### [Your tasks]
A - Reproduce the stretch of the Oliver Twist post from "Published by Chapman" through "by Dickens himself.".
B - In the stretch of rows from their start through the line that contains "column 73, row 184", replace "Target" with "Object" and change nothing else. Please return only those lines, and leave out the pictures.

Wednesday 20 July 2022

Oliver Twist

From reference 1, I got to reference 2. From reference 2 I got to reference 3, where I come across the hypnagogia of reference 4.

It turns out that Charles Dickens inserted a good description of this interesting condition, between waking and sleeping, at the end of Chapter XXXIV of Oliver Twist. A few minutes with Bing and I have a pdf of the book in question, Dickens’s second novel, and I quickly find the description in question.

Then yesterday evening, dining in the Bugle of reference 6, we notice an ancient copy of ‘Oliver Twist’ on a shelf and, by permission, I take it away for further perusal.

Published by Chapman & Hall of Piccadilly, a once proud independent founded in 1834, now just a brand name in some consolidated operation. Printed by Virtue & Co. of the City Road, London. A slim volume in their Household Edition of the works of Charles Dickens. Not to be confused with ‘Household Words’ published rather earlier by Dickens himself.

Thick boards covered in green cloth, embossed in black with further decoration in gold. A centenary stamp for Dickens of 1912. Frontispiece, title page, a preface of two pages (probably written in 1867, three years before Dickens’s death in 1870) and then just over 200 pages of two column text, including near thirty half page illustrations, nearly all, for some reason, in the middle of a right hand page. None of the additional wrapping material usually to be found in more recent books. 

The centenary stamp has no monarch’s head, mandatory at that time, so a fake. Presumably intended as a souvenir or for purposes such as the present. Stuck in, possibly after the original sale.

The spine is stiffened by some thick printed paper, so something recycled, rather than new, as would the case in such a book now.

We get no contents page, but the chapters are headed by a few introductory words. The reader gets that much support.

The pages are quite wide by modern standards, certainly a good deal wider than the average paperback, so the two column format was needed for comfort in reading – perhaps with poorly corrected or uncorrected eyes in bad light. I associate to an edition of Hardy’s ‘Far from the Madding Crowd’ in a broadsheet newspaper which I came across in Hardy’s house in Dorset. Not much reader comfort there. Noticed near a decade ago at reference 11.

Most of the preface is given over to justifying a portrait of low-life in the raw, stripped of the pleasant and romantic glow which usually wrapped such portraits. We are particularly referred to John Gay’s ‘Beggar’s Opera’ of the previous century. We are also told of the delicate ears of respectable ladies, too delicate for the language which comes with such low-life. Dickens makes a stand for the stern truth.

I thought that the illustrations had been recycled from some previous edition, and at least some of them carry the signature of a Dalziel, and reference 8 confirms that they were all produced by the Dalziel brothers, especially for the Chapman & Hall edition of 1870 or so. For the brothers see also reference 9. The original drawings were made by one J. Mahoney, well known in his day for his drawings from the Irish Famine, an important part of pushing the government in London to action.

### [Saved items]
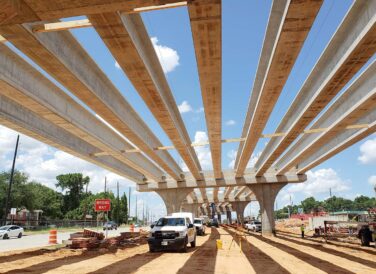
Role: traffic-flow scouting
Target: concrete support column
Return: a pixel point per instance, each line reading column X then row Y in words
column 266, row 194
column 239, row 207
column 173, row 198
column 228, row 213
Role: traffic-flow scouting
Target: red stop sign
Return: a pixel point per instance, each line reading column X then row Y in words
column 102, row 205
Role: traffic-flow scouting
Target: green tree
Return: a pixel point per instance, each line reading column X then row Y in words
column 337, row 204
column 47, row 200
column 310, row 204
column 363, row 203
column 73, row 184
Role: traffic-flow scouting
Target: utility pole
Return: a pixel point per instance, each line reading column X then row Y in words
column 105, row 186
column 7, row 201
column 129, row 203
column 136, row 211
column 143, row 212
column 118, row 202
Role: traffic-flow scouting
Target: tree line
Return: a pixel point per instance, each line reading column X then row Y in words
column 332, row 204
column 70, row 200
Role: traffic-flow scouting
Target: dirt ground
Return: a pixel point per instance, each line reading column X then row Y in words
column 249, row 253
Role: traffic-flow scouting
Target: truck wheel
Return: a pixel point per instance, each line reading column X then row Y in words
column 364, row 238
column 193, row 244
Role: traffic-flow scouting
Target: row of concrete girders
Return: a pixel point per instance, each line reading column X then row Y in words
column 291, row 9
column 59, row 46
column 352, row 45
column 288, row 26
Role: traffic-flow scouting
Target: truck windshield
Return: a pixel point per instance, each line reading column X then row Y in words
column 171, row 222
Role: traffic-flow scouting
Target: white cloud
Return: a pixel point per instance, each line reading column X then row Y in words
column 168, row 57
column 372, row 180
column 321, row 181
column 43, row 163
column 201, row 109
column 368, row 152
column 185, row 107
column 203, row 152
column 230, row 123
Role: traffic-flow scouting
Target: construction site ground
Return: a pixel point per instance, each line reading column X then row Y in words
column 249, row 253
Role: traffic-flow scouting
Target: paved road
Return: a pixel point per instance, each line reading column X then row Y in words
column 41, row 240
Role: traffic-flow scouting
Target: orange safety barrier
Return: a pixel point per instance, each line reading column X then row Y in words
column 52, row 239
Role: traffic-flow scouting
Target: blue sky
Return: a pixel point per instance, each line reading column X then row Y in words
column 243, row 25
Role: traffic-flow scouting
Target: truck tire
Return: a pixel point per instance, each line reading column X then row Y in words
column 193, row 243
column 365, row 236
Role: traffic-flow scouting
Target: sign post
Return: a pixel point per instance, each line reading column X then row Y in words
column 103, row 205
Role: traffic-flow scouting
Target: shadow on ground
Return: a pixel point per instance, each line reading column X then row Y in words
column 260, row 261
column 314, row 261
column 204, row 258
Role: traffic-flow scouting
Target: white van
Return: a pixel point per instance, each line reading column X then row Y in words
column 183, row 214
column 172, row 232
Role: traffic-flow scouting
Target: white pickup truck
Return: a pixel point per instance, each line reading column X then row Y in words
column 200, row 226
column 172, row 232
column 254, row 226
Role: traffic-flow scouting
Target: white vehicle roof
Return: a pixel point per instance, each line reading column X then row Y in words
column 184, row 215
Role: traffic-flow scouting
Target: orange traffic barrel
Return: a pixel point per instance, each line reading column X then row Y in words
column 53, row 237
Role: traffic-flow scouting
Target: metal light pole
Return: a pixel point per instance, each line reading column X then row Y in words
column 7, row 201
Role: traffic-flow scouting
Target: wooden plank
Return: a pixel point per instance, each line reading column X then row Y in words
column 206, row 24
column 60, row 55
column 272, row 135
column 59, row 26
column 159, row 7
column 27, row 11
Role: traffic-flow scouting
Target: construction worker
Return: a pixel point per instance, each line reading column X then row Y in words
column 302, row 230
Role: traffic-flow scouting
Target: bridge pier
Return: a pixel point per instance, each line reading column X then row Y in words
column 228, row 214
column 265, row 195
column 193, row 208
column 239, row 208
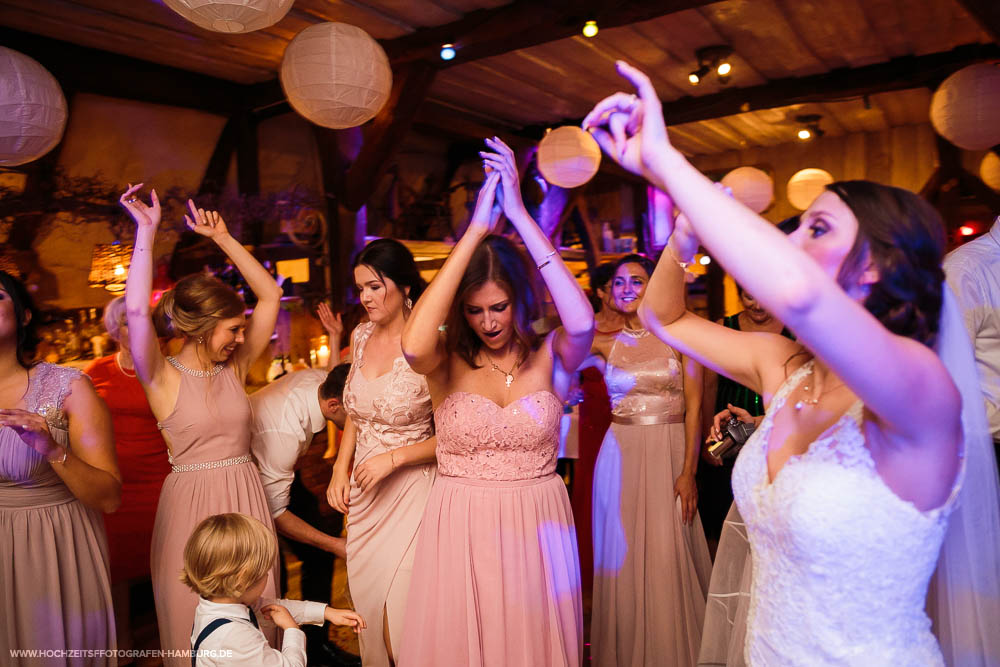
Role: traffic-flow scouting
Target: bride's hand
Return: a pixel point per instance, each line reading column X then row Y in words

### [Worked solutions]
A -
Published by Chapman & Hall of Piccadilly, a once proud independent founded in 1834, now just a brand name in some consolidated operation. Printed by Virtue & Co. of the City Road, London. A slim volume in their Household Edition of the works of Charles Dickens. Not to be confused with ‘Household Words’ published rather earlier by Dickens himself.

B -
Role: traffic-flow scouting
Object: concrete support column
Return: a pixel point per instance, each line reading column X then row Y in words
column 266, row 194
column 239, row 207
column 173, row 198
column 228, row 213
Role: traffic-flow scouting
Object: red stop sign
Return: a pixel point per instance, each line reading column X then row Y in words
column 102, row 205
Role: traffic-flow scouting
Object: green tree
Return: a pixel point per instance, each line reading column X then row Y in words
column 337, row 204
column 47, row 200
column 310, row 204
column 363, row 203
column 73, row 184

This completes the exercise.